» **Excerpt**:
☆ ☆ ☆ ☆

Theorem 1. The family of curves represented by the differential equation \(F\left(x, y,-1 / y^{\prime}\right)=0\) to form the orthogonal trajectories of the family of given curves represented by \(F\left(x, y, y^{\prime}\right)=0\).
Proof.
Let/(x,y,c) = 0 ….(1) be the equation of the family of curves, where c is the parameter.
Differentiating (1) w. r. t. x. and eliminating c from (1), we get the differential equation of the family (1).
Let the differential equation of the family (1) be F (x, y, y’) = 0.
Let C be a member of the family of curves (1) and T be a member of the family of trajectories of (1).

☆ ☆ ☆ ☆

Image entries for named regions:

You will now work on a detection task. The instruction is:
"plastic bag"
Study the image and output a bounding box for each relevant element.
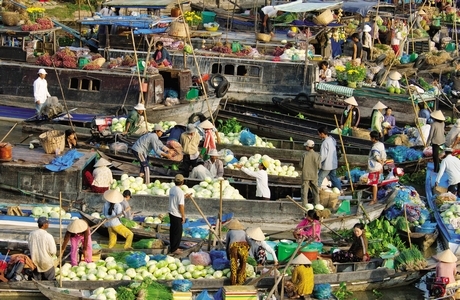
[240,128,256,146]
[189,251,211,266]
[195,290,214,300]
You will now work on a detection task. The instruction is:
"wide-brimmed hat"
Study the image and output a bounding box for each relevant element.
[94,157,112,168]
[103,190,123,203]
[134,103,145,110]
[291,254,311,265]
[224,219,244,230]
[246,227,265,242]
[372,101,387,109]
[208,149,220,156]
[431,110,446,121]
[67,219,88,233]
[185,124,196,133]
[343,96,358,106]
[388,71,402,80]
[199,120,214,129]
[435,249,457,262]
[153,124,165,132]
[303,140,315,148]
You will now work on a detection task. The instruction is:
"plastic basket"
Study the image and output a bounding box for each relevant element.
[39,130,65,154]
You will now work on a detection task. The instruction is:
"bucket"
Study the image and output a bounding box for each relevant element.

☆ ☆ ☆ ☆

» **Task description**: Please continue the proof on orthogonal trajectories from where it stops. These entries are separate material and have no connection to the proof on orthogonal trajectories.

» **The reply**:
Let \(\left(x_0, y_0\right)\) be any point on T.
Let two curves C and T intersect at P(x,y) at a right angle.
For each point on C, we associate an ordered triad (x,y,y’). where x,y are the coordinates of the point and y’ is the slope of the tangent line at that point to C.
Similarly, for each point on T we associate an ordered triad \(\left(x_0, y_0, y_0^{\prime}\right)\).
If \(\left(x, y, y^{\prime}\right) \text { and }\left(x_0, y_0, y_0^{\prime}\right)\) are ordered triads corresponding to P, we have \(x=x_0, y=y_0\) and \(y^{\prime}=-1 / y_0^{\prime}\)since the two curves C and T cut each other at a right angle at P.
Since the ordered triad (x,y,y’) = 0 satisfies F (x,y,y’) = 0, it implies that the ordered triad \(\left(x_0, y_0,-1 / y_0^{\prime}\right)\) satisfies the equation \(\mathrm{F}\left(x_0, y_0,-1 / y_0^{\prime}\right)=0\) …(2)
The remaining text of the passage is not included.